● **Objective**:
Please lay out the lines below as a Markdown table with the columns "Row" and "Line," numbering each row and skipping blank lines. Leave the pictures out of the answer.
=== Data excerpts ===
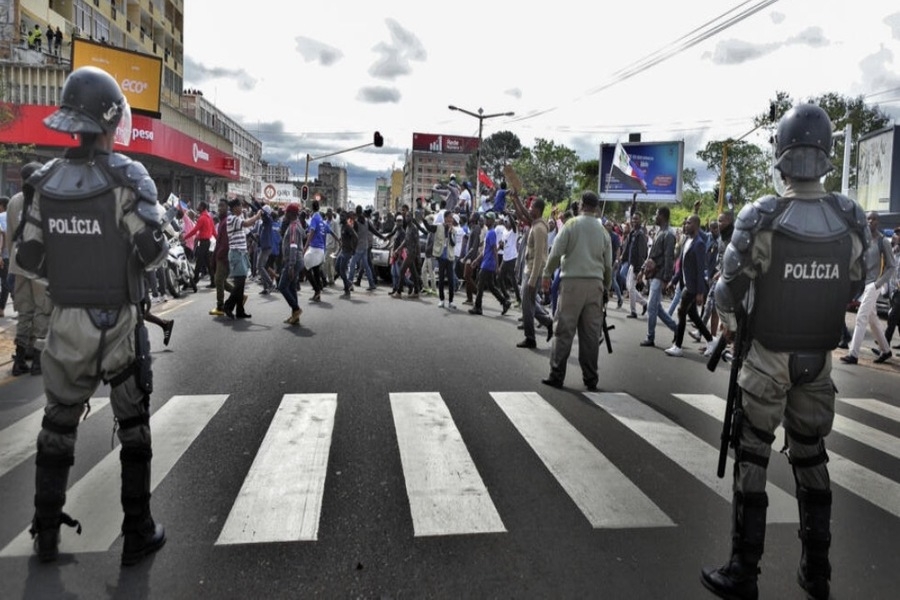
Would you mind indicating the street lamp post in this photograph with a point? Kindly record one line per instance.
(481, 117)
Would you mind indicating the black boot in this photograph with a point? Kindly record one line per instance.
(142, 535)
(36, 364)
(51, 479)
(20, 363)
(736, 580)
(814, 574)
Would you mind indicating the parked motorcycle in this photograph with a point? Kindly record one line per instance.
(179, 270)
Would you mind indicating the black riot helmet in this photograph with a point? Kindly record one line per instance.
(803, 143)
(92, 102)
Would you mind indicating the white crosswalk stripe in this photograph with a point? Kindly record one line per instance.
(446, 493)
(95, 497)
(877, 489)
(687, 450)
(281, 497)
(603, 493)
(20, 438)
(874, 406)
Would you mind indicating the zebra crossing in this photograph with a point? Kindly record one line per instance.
(281, 497)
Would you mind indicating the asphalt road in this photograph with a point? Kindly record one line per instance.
(434, 464)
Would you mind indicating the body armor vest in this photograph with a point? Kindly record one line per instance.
(86, 252)
(802, 298)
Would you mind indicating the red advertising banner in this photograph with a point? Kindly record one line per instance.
(447, 144)
(148, 136)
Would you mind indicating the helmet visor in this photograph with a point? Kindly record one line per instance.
(123, 129)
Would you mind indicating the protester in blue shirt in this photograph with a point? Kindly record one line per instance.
(488, 271)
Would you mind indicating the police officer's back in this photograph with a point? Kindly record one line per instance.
(793, 263)
(94, 226)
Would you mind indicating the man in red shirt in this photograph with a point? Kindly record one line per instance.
(221, 258)
(205, 230)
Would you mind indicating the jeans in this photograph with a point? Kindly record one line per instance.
(342, 266)
(262, 258)
(287, 285)
(362, 255)
(653, 305)
(676, 299)
(532, 310)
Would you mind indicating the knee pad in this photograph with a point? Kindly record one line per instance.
(804, 451)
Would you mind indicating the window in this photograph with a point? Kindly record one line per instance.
(101, 27)
(83, 17)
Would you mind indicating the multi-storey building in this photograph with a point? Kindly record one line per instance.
(205, 162)
(331, 185)
(434, 157)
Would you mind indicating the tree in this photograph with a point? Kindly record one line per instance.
(497, 151)
(587, 174)
(547, 170)
(746, 168)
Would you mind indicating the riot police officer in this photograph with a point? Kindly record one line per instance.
(94, 226)
(793, 263)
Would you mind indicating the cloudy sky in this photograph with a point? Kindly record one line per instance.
(315, 79)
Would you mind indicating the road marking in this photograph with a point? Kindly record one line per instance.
(874, 406)
(18, 442)
(281, 498)
(95, 498)
(601, 491)
(686, 450)
(446, 493)
(865, 483)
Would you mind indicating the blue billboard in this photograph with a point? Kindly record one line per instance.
(659, 163)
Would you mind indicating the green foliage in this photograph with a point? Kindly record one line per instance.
(746, 168)
(547, 170)
(497, 151)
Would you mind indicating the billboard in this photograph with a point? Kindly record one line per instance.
(661, 164)
(874, 171)
(280, 193)
(139, 75)
(446, 144)
(150, 137)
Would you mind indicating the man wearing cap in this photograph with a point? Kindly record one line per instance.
(238, 258)
(879, 270)
(94, 226)
(292, 263)
(29, 292)
(584, 252)
(264, 250)
(488, 260)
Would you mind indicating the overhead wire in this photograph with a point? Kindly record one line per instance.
(678, 46)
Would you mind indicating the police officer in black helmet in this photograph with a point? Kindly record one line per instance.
(94, 226)
(793, 263)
===
● **Response to the exercise**:
| Row | Line |
|---|---|
| 1 | Would you mind indicating the street lamp post in this photograph with a point? Kindly record one line per instance. |
| 2 | (481, 117) |
| 3 | Would you mind indicating the black boot in this photograph with a point? Kindly record one line per instance. |
| 4 | (142, 535) |
| 5 | (36, 364) |
| 6 | (51, 479) |
| 7 | (20, 363) |
| 8 | (736, 580) |
| 9 | (814, 574) |
| 10 | Would you mind indicating the parked motorcycle in this photograph with a point? Kindly record one line per instance. |
| 11 | (179, 270) |
| 12 | Would you mind indicating the black riot helmet in this photograph with a point? Kindly record one line per instance. |
| 13 | (803, 143) |
| 14 | (92, 102) |
| 15 | Would you mind indicating the white crosswalk stripe in this photograph with a point? Kindly record one line per instance. |
| 16 | (446, 493) |
| 17 | (95, 497) |
| 18 | (877, 489) |
| 19 | (687, 450) |
| 20 | (281, 497) |
| 21 | (603, 493) |
| 22 | (20, 438) |
| 23 | (874, 406) |
| 24 | Would you mind indicating the zebra crossing in this photograph with a point? Kindly record one line per instance. |
| 25 | (281, 497) |
| 26 | Would you mind indicating the asphalt road in this photograph with a point? Kindly record one line per instance. |
| 27 | (434, 464) |
| 28 | Would you mind indicating the body armor vest in this photograph with a point? Kindly record one line per instance. |
| 29 | (86, 252) |
| 30 | (802, 298) |
| 31 | Would you mind indicating the red advertising banner in this photograph with a point? Kindly record one line per instance. |
| 32 | (447, 144) |
| 33 | (148, 136) |
| 34 | Would you mind indicating the helmet visor in this photograph with a point? Kindly record one line per instance. |
| 35 | (123, 129) |
| 36 | Would you mind indicating the protester in blue shirt in this photograph with a point? Kindly record one line per instance. |
| 37 | (488, 271) |
| 38 | Would you mind indicating the police officer's back in this photograph with a point? Kindly record one line per instance. |
| 39 | (793, 263) |
| 40 | (94, 226) |
| 41 | Would you mind indicating the man in red shirt in this photograph with a point? Kindly record one line per instance. |
| 42 | (221, 258) |
| 43 | (205, 230) |
| 44 | Would you mind indicating the jeans in this photograph with a point? Kindly record one line per instance. |
| 45 | (342, 266) |
| 46 | (262, 258) |
| 47 | (287, 285) |
| 48 | (362, 255) |
| 49 | (653, 305) |
| 50 | (676, 299) |
| 51 | (532, 310) |
| 52 | Would you mind indicating the knee pad in this photograph with a point? Kindly record one line per instance. |
| 53 | (804, 451) |
| 54 | Would you mind indicating the window in this photograph with a point? Kindly record one line per instance. |
| 55 | (101, 27) |
| 56 | (83, 17) |
| 57 | Would you mind indicating the multi-storey building in this photograph with a point? Kindly record one line per instance. |
| 58 | (205, 162) |
| 59 | (331, 185) |
| 60 | (434, 157) |
| 61 | Would you mind indicating the tree in this photograph with a point? Kindly record one line per instance. |
| 62 | (497, 151) |
| 63 | (587, 174) |
| 64 | (547, 170) |
| 65 | (746, 168) |
| 66 | Would you mind indicating the riot police officer in this photograph with a point? Kindly record one line per instance. |
| 67 | (94, 226) |
| 68 | (793, 263) |
| 69 | Would you mind indicating the cloudy sky in this photograph with a point? Kindly record one line per instance. |
| 70 | (315, 79) |
| 71 | Would you mind indicating the road marking in this photograph with a point? Kindly record one line per instance. |
| 72 | (874, 406) |
| 73 | (18, 442) |
| 74 | (281, 498) |
| 75 | (95, 498) |
| 76 | (601, 491) |
| 77 | (686, 450) |
| 78 | (446, 493) |
| 79 | (865, 483) |
| 80 | Would you mind indicating the blue billboard in this photograph with a point? Kindly record one line per instance. |
| 81 | (659, 163) |
| 82 | Would you mind indicating the green foliage in this photograph with a point? Kindly record one line per instance. |
| 83 | (746, 168) |
| 84 | (547, 170) |
| 85 | (497, 151) |
| 86 | Would you mind indicating the billboard in this photograph with a point? Kindly record one line per instance. |
| 87 | (661, 164) |
| 88 | (874, 171) |
| 89 | (280, 193) |
| 90 | (139, 75) |
| 91 | (446, 144) |
| 92 | (150, 137) |
| 93 | Would you mind indicating the man wearing cap in this photograph with a point? Kindly record one line per instance. |
| 94 | (238, 258) |
| 95 | (879, 270) |
| 96 | (94, 226) |
| 97 | (292, 263) |
| 98 | (29, 292) |
| 99 | (584, 252) |
| 100 | (264, 250) |
| 101 | (488, 260) |
| 102 | Would you mind indicating the overhead wire in this photograph with a point? Kindly record one line per instance. |
| 103 | (678, 46) |
| 104 | Would you mind indicating the police officer in black helmet in this photograph with a point? Kindly record one line per instance. |
| 105 | (94, 226) |
| 106 | (793, 263) |